Three regression models trained on real DHT11, LDR, and CO2 data. One clear winner. One surprising result.
Cheap IoT sensors like the DHT11 drift, saturate, and give noisy readings. This project asks: can we cross-validate what one sensor reports against what the others suggest it should be?
Three regression models learn the relationship between humidity, light, CO2, and time-of-day and the room temperature. Trained on one week of real office sensor data, then tested on two separate time windows to see how well the learned patterns hold up.
Temperature, light, and CO2 all rise together when the room is occupied. Humidity moves inversely with temperature — the physical relationship is real and consistent across the dataset.
Evaluated on two separate time windows. Test1 is from the same week as training (pre-training dates). Test2 is the following week — a completely fresh thermal environment.
| Model | Test1 R² | Test1 RMSE | Test2 R² | Test2 RMSE |
|---|---|---|---|---|
| Linear Regression best | 0.9716 | 0.1733 °C | 0.8981 | 0.3258 °C |
| Gradient Boosting | 0.3936 | 0.8004 °C | 0.1215 | 0.9566 °C |
| Random Forest | 0.1155 | 0.9666 °C | -0.7905 | 1.3657 °C |
Random Forest achieves R² = -0.79 on Test2. A negative R² means the model predicts worse than just guessing the training mean every time. It memorized the thermal fingerprint of one specific week and could not generalize when the heating pattern shifted slightly the following week. This is distribution shift — one of the most common failure modes in real IoT deployments.

__Supplied information__:
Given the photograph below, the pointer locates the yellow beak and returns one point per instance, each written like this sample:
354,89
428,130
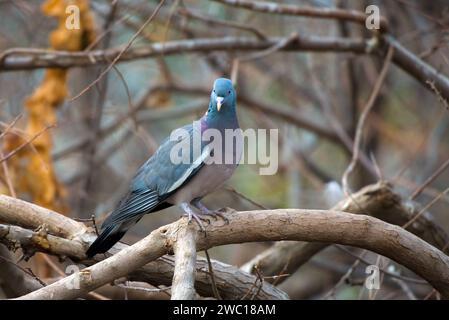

__Exercises__:
1. Copy word for word the part of the write-up on sensor regression models that begins at the words "Evaluated on two" and stops after "fresh thermal environment.".
2. In the write-up on sensor regression models, which time window does Test2 cover?
3. Pick up the write-up on sensor regression models after its last sentence and keep writing.

__Expected responses__:
1.
Evaluated on two separate time windows. Test1 is from the same week as training (pre-training dates). Test2 is the following week — a completely fresh thermal environment.

2. The week following the training week.

3.
Light intensity is the dominant predictor of temperature — more than humidity or CO2. That sounds backwards until you realize what Light is actually encoding: occupancy. Lights on means people in the room, and people generate heat.
The LDR reading is doing double duty as an indirect body-heat sensor.
Download the UCI dataset files, install dependencies, run the script. The code is intentionally short — under 90 lines including comments.
# 1. Clone the repo
git clone https://github.com/sobanmujtaba/IoT-Environmental-Predictor
cd IoT-Environmental-Predictor
# 2. Install dependencies
pip install scikit-learn pandas numpy matplotlib
# 3. Download the dataset (place alongside predict.py)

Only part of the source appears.